-- TASK PROMPT --
Nothing but the lines from the one with "Phrase: hot spring pool" through the final line of the listing should appear in the answer, each copied exactly.

-- MATERIAL PROVIDED --
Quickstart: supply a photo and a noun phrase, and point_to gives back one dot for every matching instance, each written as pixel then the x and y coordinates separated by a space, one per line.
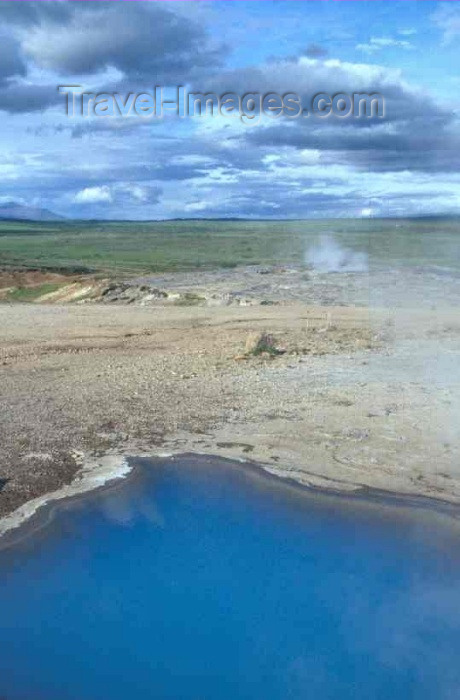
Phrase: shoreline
pixel 111 470
pixel 354 399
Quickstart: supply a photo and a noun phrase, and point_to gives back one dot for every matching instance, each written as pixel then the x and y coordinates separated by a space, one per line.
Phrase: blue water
pixel 200 581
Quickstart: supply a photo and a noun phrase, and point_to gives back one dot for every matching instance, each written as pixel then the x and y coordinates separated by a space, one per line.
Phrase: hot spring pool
pixel 198 579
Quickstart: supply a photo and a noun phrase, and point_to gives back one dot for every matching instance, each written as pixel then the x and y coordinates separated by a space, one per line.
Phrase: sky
pixel 406 164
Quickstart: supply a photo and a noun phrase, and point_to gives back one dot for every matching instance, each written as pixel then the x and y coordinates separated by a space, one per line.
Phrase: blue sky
pixel 406 164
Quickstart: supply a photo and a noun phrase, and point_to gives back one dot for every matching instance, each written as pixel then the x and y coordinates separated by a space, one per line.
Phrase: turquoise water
pixel 199 580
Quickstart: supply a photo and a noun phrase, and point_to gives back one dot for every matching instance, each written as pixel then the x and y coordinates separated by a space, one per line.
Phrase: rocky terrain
pixel 333 394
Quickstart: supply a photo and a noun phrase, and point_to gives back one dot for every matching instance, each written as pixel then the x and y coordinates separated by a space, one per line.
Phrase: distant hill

-- ANSWER SPACE --
Phrase: hot spring pool
pixel 198 579
Quickstart: supply a photo and a noun phrase, and point_to gives back one dot for every matching instance, each written as pixel then the x and y coordinates separated by a space, one per line.
Phrase: sky
pixel 406 164
Quickstart: supply a photo and a noun phrase, and point_to gives back one dot for every matching instance, each written as pixel then the x and y coordinates separated by a space, one per line.
Phrase: blue sky
pixel 406 164
Quickstart: supply a photo and a noun phrase, and point_to gives back one dot for every matching instance, each written as pixel then the x and y coordinates separated by a space, one per line.
Phrase: turquoise water
pixel 199 580
Quickstart: supply a photo and a noun phrase, and point_to gives back one dot for every matching instance, each written as pixel then the x and y coordinates separated by a space, one per line.
Phrase: rocky terrain
pixel 333 394
Quickstart: supply a photo and a noun phrase, and point_to gives back one dot for every matching instance, each written as pixel then the x and y coordinates separated by a space, one per line.
Phrase: distant hill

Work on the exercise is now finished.